Document extract:
>> begin
When that story broke—and quickly died—Giuliani’s unfailingly obedient police commissioner, Howard Safir, declared: “We are going to continue to arrest people for crimes. Our people are well trained. They know when to make arrests.”

The assembly line has speeded up. The Times reports: “Overall, during the Giuliani years, the number of people arrested and jailed overnight in the city has increased by a third—to 366,288 last year from 272,718 in 1993.”

What is most shocking in Rohde’s story—even after all these Giuliani years—is this paragraph:

“During the dinner break, [Judge Murphy], who also worked as a criminal justice aide in both the Dinkins and Giuliani administrations, defended the city’s aggressive arrest policy. Trespassing sweeps in apartment buildings sometimes capture innocent people, he said, but they also lead to major arrests.” (Emphasis added.) As he ended his shift, Murphy said to court workers, “Good work, fellas, that’s a wrap.”

A sitting judge in the city of New York approves of arresting innocent people for the greater good of reducing the crime rate! Isn’t the judge violating the law? Where are the bar associations and the editorial writers?

I doubt Hillary Rodham Clinton will make this a campaign issue because the Clinton administration has been more contemptuous of constitutional guarantees for defendants than any administration since Nixon’s.

The New York City seal should be amended to include: “The Presumption of Innocence Stops Here.”

On February 17, David Rohde reported the Legal Aid Society had complained that because of the clogged assembly lines “scores of suspects were detained illegally for more than 24 hours” before arraignment.

Where is Judith Kaye, chief judge of this state’s highest court?
>> end
Exercise prompt: Update the excerpt on Giuliani-era arrests from "A sitting judge" to "state’s highest court?", changing "editorial writers" to "newspaper columnists".

Recorded data:
>> begin
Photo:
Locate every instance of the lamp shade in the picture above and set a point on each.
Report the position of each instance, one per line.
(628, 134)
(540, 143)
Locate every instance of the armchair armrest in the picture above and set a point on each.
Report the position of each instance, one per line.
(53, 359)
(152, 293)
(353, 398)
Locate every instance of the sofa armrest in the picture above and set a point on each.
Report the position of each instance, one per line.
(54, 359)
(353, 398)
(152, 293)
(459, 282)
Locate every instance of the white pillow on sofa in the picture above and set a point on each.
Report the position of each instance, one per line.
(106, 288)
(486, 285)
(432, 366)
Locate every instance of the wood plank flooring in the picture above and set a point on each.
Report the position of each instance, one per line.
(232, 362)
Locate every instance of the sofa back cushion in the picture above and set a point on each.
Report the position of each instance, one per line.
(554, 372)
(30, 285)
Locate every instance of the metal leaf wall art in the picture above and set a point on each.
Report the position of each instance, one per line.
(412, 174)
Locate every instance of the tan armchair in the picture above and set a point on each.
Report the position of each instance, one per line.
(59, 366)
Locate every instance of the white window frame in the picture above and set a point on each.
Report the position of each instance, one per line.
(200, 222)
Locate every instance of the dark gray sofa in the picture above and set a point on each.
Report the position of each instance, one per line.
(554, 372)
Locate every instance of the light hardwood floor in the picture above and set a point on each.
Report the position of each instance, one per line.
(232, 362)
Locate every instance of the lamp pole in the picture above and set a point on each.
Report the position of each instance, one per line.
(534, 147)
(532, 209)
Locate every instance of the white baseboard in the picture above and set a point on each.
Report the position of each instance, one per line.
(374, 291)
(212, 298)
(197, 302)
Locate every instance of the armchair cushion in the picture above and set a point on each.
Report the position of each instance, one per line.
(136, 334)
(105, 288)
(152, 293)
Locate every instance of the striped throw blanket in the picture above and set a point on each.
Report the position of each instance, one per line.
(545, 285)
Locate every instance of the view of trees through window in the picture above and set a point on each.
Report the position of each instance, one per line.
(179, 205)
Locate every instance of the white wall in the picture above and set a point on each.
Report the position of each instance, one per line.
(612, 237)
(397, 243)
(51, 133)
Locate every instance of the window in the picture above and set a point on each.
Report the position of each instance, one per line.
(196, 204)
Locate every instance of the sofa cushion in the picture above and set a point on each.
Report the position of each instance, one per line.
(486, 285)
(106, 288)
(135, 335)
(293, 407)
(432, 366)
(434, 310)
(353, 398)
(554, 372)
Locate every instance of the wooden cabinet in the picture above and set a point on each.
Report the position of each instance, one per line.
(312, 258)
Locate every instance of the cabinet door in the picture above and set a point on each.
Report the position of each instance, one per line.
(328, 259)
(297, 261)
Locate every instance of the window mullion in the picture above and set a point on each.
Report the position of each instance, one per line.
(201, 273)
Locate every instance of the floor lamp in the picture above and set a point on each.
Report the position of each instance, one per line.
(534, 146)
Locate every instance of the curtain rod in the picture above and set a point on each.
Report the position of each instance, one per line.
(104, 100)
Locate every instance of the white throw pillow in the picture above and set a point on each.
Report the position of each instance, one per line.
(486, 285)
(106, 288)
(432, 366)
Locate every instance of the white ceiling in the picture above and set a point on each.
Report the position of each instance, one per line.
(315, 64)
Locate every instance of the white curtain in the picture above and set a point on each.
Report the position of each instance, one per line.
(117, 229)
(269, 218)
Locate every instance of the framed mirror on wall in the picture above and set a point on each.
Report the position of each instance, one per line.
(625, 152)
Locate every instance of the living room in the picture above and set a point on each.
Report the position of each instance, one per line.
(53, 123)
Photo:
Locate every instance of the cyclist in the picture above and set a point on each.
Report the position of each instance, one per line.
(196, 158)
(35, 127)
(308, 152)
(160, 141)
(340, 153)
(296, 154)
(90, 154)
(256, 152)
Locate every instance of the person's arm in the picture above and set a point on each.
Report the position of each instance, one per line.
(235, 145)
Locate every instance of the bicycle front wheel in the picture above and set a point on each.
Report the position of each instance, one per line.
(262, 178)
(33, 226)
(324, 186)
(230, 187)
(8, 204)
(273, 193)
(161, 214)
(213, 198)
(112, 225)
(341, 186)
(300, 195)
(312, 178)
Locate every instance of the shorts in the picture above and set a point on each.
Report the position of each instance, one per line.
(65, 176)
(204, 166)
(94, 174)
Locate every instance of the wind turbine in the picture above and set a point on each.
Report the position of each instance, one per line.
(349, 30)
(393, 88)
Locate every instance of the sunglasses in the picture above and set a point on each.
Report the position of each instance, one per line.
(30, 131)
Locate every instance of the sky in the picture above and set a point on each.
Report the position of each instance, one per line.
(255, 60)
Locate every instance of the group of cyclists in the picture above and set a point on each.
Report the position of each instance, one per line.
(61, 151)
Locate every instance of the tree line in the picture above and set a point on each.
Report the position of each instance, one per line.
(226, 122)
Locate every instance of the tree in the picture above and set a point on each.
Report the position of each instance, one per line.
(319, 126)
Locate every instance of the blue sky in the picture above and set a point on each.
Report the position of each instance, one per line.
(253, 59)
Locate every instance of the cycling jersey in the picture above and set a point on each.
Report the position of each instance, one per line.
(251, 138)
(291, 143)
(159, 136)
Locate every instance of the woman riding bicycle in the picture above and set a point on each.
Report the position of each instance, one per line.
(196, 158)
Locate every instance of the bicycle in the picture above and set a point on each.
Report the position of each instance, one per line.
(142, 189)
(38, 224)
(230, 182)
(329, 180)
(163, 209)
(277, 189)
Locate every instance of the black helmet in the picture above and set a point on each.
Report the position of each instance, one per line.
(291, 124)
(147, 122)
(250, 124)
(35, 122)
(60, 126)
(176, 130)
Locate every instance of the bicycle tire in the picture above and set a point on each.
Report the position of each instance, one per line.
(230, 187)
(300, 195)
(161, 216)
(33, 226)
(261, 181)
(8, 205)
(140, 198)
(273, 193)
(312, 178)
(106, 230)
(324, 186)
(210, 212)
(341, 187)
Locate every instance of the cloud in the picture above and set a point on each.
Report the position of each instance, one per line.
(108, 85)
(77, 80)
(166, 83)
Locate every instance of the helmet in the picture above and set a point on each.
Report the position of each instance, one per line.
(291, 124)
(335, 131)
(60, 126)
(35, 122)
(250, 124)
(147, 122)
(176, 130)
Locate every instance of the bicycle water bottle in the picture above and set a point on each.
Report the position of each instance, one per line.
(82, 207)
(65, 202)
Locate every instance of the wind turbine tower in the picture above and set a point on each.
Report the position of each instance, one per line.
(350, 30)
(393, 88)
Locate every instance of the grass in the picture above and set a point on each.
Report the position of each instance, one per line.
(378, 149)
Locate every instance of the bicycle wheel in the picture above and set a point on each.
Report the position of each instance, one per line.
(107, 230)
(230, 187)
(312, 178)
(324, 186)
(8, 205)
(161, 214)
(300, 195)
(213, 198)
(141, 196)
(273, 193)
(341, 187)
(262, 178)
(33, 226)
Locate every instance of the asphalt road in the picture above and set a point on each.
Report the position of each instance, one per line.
>> end
Correct result:
A sitting judge in the city of New York approves of arresting innocent people for the greater good of reducing the crime rate! Isn’t the judge violating the law? Where are the bar associations and the newspaper columnists?

I doubt Hillary Rodham Clinton will make this a campaign issue because the Clinton administration has been more contemptuous of constitutional guarantees for defendants than any administration since Nixon’s.

The New York City seal should be amended to include: “The Presumption of Innocence Stops Here.”

On February 17, David Rohde reported the Legal Aid Society had complained that because of the clogged assembly lines “scores of suspects were detained illegally for more than 24 hours” before arraignment.

Where is Judith Kaye, chief judge of this state’s highest court?